# Stated problem
Write out the listing below again, precisely as it is given.

# Input rows
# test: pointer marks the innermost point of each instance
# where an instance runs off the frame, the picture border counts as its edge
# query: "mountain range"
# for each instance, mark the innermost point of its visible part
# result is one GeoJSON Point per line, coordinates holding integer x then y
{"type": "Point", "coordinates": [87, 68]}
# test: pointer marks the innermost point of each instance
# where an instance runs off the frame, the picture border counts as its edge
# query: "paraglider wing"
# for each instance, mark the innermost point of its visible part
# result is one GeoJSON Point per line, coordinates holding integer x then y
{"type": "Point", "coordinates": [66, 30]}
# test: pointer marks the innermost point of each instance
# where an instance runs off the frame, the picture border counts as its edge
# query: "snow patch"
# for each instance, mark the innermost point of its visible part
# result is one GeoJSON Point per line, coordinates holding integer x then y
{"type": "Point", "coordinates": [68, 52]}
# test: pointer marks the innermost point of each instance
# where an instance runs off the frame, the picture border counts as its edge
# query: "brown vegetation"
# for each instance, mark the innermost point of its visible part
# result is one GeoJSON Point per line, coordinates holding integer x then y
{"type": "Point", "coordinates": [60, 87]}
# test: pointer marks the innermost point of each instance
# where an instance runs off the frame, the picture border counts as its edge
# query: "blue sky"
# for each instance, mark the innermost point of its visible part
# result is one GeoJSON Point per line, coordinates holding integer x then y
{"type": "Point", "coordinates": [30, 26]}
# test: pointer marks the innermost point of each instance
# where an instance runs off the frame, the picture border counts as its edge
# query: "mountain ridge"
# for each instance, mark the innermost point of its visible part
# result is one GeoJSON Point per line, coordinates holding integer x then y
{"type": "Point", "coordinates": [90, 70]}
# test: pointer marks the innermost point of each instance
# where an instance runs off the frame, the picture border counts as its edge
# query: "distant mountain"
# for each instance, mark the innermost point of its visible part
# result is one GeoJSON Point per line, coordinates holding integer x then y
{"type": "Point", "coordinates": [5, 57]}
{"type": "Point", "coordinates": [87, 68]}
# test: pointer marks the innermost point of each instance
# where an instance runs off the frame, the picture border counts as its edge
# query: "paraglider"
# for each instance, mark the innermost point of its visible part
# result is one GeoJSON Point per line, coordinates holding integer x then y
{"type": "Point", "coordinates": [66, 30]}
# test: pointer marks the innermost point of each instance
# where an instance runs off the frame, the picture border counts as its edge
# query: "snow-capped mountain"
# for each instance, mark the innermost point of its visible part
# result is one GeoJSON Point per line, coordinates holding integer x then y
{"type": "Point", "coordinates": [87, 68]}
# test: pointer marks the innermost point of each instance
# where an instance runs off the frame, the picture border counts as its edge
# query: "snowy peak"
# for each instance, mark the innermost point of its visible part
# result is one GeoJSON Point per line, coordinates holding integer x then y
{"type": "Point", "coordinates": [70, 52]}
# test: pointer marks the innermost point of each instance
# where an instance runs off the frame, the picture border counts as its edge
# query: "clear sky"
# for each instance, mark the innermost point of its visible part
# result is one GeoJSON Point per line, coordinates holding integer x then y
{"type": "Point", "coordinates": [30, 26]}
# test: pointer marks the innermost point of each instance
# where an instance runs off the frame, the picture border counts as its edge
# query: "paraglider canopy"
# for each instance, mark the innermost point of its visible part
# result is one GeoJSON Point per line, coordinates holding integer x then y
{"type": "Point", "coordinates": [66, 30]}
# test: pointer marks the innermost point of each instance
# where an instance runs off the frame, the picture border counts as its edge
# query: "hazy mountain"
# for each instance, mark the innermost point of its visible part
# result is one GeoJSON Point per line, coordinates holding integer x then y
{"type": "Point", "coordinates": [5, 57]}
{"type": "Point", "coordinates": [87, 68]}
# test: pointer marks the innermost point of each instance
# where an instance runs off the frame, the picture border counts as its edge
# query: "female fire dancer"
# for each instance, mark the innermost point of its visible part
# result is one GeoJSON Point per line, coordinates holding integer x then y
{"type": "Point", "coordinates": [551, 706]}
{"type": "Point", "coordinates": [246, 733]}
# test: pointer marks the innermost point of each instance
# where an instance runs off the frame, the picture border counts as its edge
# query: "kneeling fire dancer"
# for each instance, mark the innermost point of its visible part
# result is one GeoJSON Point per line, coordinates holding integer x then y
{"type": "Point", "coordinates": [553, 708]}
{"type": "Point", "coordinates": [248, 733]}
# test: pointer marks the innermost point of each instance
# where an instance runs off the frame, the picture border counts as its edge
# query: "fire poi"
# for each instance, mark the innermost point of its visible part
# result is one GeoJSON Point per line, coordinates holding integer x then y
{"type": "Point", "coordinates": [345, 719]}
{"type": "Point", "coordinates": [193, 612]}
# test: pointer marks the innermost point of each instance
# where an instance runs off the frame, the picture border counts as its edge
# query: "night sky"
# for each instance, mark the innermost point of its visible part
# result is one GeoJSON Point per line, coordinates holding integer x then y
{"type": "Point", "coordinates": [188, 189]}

# Worked answer
# test: pointer marks the innermost point of each instance
# where an instance runs off the frame, the picture border counts as its edge
# query: "mountain range"
# for each instance, mark the innermost point of its visible part
# result is one GeoJSON Point per line, coordinates holding integer x then y
{"type": "Point", "coordinates": [87, 68]}
# test: pointer marks the innermost point of each instance
# where an instance runs off the frame, the picture border counts as its edge
# query: "paraglider wing"
# for each instance, mark the innermost point of its visible part
# result is one GeoJSON Point per line, coordinates holding integer x then y
{"type": "Point", "coordinates": [66, 30]}
# test: pointer marks the innermost point of each instance
# where an instance runs off the frame, the picture border counts as its edge
# query: "snow patch"
# for each instance, mark the innermost point of its visible part
# result is one GeoJSON Point per line, coordinates holding integer x then y
{"type": "Point", "coordinates": [68, 52]}
# test: pointer marks the innermost point of each instance
# where an instance runs off the frame, the picture border counts as its edge
# query: "brown vegetation"
# for each instance, mark the innermost point of its visible part
# result is one GeoJSON Point per line, coordinates holding integer x then y
{"type": "Point", "coordinates": [60, 87]}
# test: pointer marks the innermost point of each instance
# where an instance runs off the frame, the picture border counts as its edge
# query: "blue sky"
# for each instance, mark the innermost point of its visible part
# result is one GeoJSON Point per line, coordinates holding integer x then y
{"type": "Point", "coordinates": [30, 26]}
# test: pointer marks the innermost point of each instance
# where an instance runs off the frame, the picture border counts as its edge
# query: "mountain ridge"
# for each instance, mark the innermost point of its visible part
# result is one GeoJSON Point per line, coordinates holding integer x then y
{"type": "Point", "coordinates": [90, 70]}
# test: pointer marks the innermost point of each instance
# where an instance runs off the frame, the picture border counts as its edge
# query: "distant mountain"
# for each instance, mark the innermost point of its visible part
# result is one GeoJSON Point per line, coordinates holding integer x then y
{"type": "Point", "coordinates": [5, 57]}
{"type": "Point", "coordinates": [87, 68]}
# test: pointer marks the innermost point of each instance
# where an instance runs off the frame, the picture border counts as its edge
# query: "paraglider"
# for each instance, mark the innermost point of its visible part
# result is one GeoJSON Point per line, coordinates holding integer x then y
{"type": "Point", "coordinates": [66, 30]}
# test: pointer marks the innermost point of each instance
# where an instance runs off the frame, the picture border counts as its edge
# query: "snow-capped mountain"
# for each instance, mark the innermost point of its visible part
# result is one GeoJSON Point per line, coordinates holding integer x then y
{"type": "Point", "coordinates": [87, 68]}
# test: pointer marks the innermost point of each instance
# where an instance runs off the frame, the picture border counts as its edge
# query: "snowy peak"
# for each instance, mark the innermost point of its visible part
# result is one GeoJSON Point per line, coordinates holding integer x then y
{"type": "Point", "coordinates": [70, 52]}
# test: pointer marks the innermost point of each instance
# where an instance runs off the frame, the picture border counts as its edge
# query: "clear sky"
# for each instance, mark the innermost point of its visible part
# result is one GeoJSON Point per line, coordinates holding integer x then y
{"type": "Point", "coordinates": [30, 26]}
# test: pointer marks the innermost point of each instance
# where an instance runs off the frame, the picture border counts as its edge
# query: "paraglider canopy"
# for each instance, mark the innermost point of its visible part
# result is one GeoJSON Point per line, coordinates holding integer x then y
{"type": "Point", "coordinates": [66, 30]}
# test: pointer marks the innermost point of each instance
# where an instance runs off the frame, the picture border counts as its edge
# query: "hazy mountain"
# for each instance, mark the innermost point of its visible part
# result is one GeoJSON Point per line, coordinates holding integer x then y
{"type": "Point", "coordinates": [5, 57]}
{"type": "Point", "coordinates": [87, 68]}
# test: pointer marks the innermost point of each instance
# where an instance runs off the frame, the picture border counts as its edge
# query: "female fire dancer"
# for each instance, mark the innermost point of its visible part
# result is one GeoJSON Point per line, coordinates holding integer x then y
{"type": "Point", "coordinates": [551, 706]}
{"type": "Point", "coordinates": [246, 733]}
# test: pointer marks the innermost point of each instance
# where an instance runs off the frame, the picture border counts as its edge
# query: "kneeling fire dancer"
# for each instance, mark the innermost point of its visible part
# result is one GeoJSON Point per line, coordinates holding integer x then y
{"type": "Point", "coordinates": [553, 708]}
{"type": "Point", "coordinates": [248, 733]}
# test: pointer marks the innermost point of each instance
# where an instance runs off the frame, the picture border counts as its edge
# query: "fire poi"
# for each instance, mark the innermost point of its visible part
# result is one GeoJSON Point per line, coordinates holding integer x then y
{"type": "Point", "coordinates": [345, 719]}
{"type": "Point", "coordinates": [193, 612]}
# test: pointer marks the innermost point of each instance
# where an instance runs off the frame, the picture border counts as its edge
# query: "night sky"
# for each instance, mark the innermost point of its visible part
# result is one GeoJSON Point per line, coordinates holding integer x then y
{"type": "Point", "coordinates": [188, 189]}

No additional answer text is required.